> Textauszug:
━━━━
Die einzige Wärme, die Europa an diesem Abend spendet, stammt von einem Lagerfeuer aus brennenden Schwimmwesten. Flüchtlinge haben sie am Strand von Lesbos angezündet: gegen die Kälte, gegen die Angst, gegen die Finsternis, der die 40 Insassen eines Gummibootes stundenlang ausgesetzt waren. Als hinter den Felsen die ersten Stirnlampen aufscheinen – dazu Männer und Frauen in schwarzen Neopren-Anzügen –, haben es die afghanischen und syrischen Flüchtlinge schon aus dem Boot geschafft. Nun versuchen die Helfer, mit Rettungsdecken mehr Wärme zu geben als das Feuer am Strand.
Die 29-jährige Lucia ist eine der Frauen mit Stirnlampe. Sie hat an diesem Abend bei der Ankunft von 10 oder 15 Booten geholfen. Genau weiß sie es nicht mehr. Auch ist ihr entfallen, wie viele blasse, zitternde Kinder sie während der vergangenen Stunden in die Decken gewickelt hat. Normalerweise bringt Lucia Kindern in Barcelona das Schwimmen bei. Seit mehreren Wochen jedoch ist sie eine von gut 100 Freiwilligen, die Flüchtlinge auf Lesbos aus lebensbedrohlichen Gefahren retten: vor dem Ertrinken, dem Erfrieren, dem Verdursten, der Verzweiflung.
━━━━
(Einträge aus einem Datensatz)
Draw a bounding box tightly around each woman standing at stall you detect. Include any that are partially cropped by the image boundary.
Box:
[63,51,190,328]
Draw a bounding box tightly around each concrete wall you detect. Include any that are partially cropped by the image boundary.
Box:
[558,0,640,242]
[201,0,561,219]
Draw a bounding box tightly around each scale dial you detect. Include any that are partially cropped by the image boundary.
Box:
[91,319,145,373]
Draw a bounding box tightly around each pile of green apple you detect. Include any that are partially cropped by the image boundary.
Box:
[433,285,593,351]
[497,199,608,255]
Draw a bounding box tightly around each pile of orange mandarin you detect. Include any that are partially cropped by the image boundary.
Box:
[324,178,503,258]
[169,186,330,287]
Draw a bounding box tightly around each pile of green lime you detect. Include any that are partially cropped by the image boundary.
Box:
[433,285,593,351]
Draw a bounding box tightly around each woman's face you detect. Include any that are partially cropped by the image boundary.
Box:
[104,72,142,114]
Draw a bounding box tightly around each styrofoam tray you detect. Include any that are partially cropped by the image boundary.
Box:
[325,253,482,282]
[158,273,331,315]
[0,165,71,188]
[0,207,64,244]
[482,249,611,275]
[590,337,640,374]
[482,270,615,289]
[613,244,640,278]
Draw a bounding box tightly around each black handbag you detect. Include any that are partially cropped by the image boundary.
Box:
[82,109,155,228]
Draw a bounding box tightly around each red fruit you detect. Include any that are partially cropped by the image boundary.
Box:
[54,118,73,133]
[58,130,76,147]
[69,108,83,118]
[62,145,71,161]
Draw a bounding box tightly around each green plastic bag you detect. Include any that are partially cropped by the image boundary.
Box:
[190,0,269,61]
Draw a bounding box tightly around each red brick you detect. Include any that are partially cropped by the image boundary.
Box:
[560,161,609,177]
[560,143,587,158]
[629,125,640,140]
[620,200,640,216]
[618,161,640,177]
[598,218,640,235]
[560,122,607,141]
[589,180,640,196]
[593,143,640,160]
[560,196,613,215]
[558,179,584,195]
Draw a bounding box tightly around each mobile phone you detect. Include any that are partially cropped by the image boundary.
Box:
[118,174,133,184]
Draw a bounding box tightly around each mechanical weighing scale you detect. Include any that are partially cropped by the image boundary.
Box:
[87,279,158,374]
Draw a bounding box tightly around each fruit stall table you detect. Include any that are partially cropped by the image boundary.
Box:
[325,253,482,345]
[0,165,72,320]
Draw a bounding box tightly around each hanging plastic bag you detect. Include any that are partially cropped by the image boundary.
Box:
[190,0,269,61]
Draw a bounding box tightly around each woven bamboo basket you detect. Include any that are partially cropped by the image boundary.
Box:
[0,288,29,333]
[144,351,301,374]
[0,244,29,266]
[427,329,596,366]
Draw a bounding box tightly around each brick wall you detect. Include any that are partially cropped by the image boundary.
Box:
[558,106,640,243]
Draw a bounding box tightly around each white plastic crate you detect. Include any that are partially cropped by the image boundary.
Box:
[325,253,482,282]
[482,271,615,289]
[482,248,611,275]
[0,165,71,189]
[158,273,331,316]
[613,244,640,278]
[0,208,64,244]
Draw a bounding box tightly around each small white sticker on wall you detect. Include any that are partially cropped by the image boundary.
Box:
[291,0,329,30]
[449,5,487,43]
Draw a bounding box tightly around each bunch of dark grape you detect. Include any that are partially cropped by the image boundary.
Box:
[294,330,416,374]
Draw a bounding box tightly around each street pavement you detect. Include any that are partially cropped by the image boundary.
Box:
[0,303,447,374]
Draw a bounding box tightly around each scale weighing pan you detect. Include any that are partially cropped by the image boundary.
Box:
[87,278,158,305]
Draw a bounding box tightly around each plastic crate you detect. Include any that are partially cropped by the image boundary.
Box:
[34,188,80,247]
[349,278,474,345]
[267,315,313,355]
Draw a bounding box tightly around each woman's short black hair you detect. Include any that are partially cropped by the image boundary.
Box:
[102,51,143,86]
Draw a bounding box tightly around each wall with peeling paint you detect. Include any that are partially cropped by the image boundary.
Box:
━━━━
> Arbeitsanweisungen:
a: Fassen Sie den Text über die Rettung von Flüchtlingen auf Lesbos in zwei Sätzen zusammen.
b: Prüfen Sie anhand des Textes über die Rettung von Flüchtlingen auf Lesbos, ob die folgenden Aussagen zutreffen, und belegen Sie jede Antwort mit den entscheidenden Worten des Textes.
(i) Im Gummiboot saßen 40 Menschen.
(ii) Lucia weiß genau, bei der Ankunft wie vieler Boote sie an diesem Abend geholfen hat.
(iii) Die Helfer holten die Flüchtlinge aus dem Boot.
c: Greifen Sie den Text über die Rettung von Flüchtlingen auf Lesbos auf und führen Sie ihn nach seinem letzten Satz fort.

> Die Lösungen:
a: Am Strand von Lesbos haben afghanische und syrische Flüchtlinge aus einem Gummiboot gegen Kälte und Angst ein Feuer aus brennenden Schwimmwesten angezündet, bevor Helfer mit Stirnlampen und Neopren-Anzügen eintreffen und ihnen mit Rettungsdecken Wärme zu geben versuchen. Zu diesen Helfern gehört die 29-jährige Lucia, die sonst in Barcelona Kindern das Schwimmen beibringt und seit mehreren Wochen eine von gut 100 Freiwilligen ist, die Flüchtlinge auf Lesbos aus lebensbedrohlichen Gefahren retten.

b:
(i) Ja: „der die 40 Insassen eines Gummibootes stundenlang ausgesetzt waren“
(ii) Nein: „Genau weiß sie es nicht mehr.“
(iii) Nein: „haben es die afghanischen und syrischen Flüchtlinge schon aus dem Boot geschafft“

c:
Aufs Meer starren
Lesbos, das in Reiseprospekten als „Wohlfühlinsel zum Wohlfühlpreis“ beschrieben wird, ist ein symbolischer Ort für Europas Umgang mit den Flüchtlingen. Wenn das Jahr zu Ende geht, werden über eine halbe Million Menschen die Überfahrt von der türkischen Küste zu einer der griechischen Inseln gewagt haben. Im Oktober kamen über 100.000 Menschen allein nach Lesbos. An manchen Tagen erreichen bis zu 7.000 Hilfesuchende die Strände. Wo noch vor drei Monaten türkische, französische oder deutsche Urlauber in der Sonne lagen, türmen sich heute Berge aus Schwimmwesten. Ein kleiner lilafarbener Plüschbär ruht seinen Kopf auf einem Haufen mit Verbandszeug aus. Eine gelbliche Puppe versteckt sich in einem Berg aus Verpackungsmaterial. Wem mag sie gehört haben?
„Früher irrten die Flüchtlinge oft stundenlang in nassen Sachen orientierungslos durch die Nacht“, erzählt Mika. Die 25-jährige Niederländerin steht hinter einem Tisch mit Marmeladenbroten, Teekannen, Wasserflaschen und Falafel-Bällchen. Sie gehört zu den Freiwilligen im Camp „Oxy“, derzeit das größte von drei provisorischen Flüchtlingslagern entlang der 20 Kilometer langen Küste zwischen den Orten Molyvos und Skala Sikamineas. Keines der Camps ist durch die lokalen Behörden genehmigt, geschweige denn wird von diesen unterhalten. „Wir haben Oxy einfach gebaut“, erzählt Mika. Die dafür zuständige Nichtregierungsorganisation (NGO) entstand erst später, der Not gehorchend, weil sich jemand kümmern musste. Die NGO heiße „Starfish“, sagt Mika, und sei der größte von rund 20 Zusammenschlüssen, die sich im Norden von Lesbos des Schicksals der Migranten annehmen.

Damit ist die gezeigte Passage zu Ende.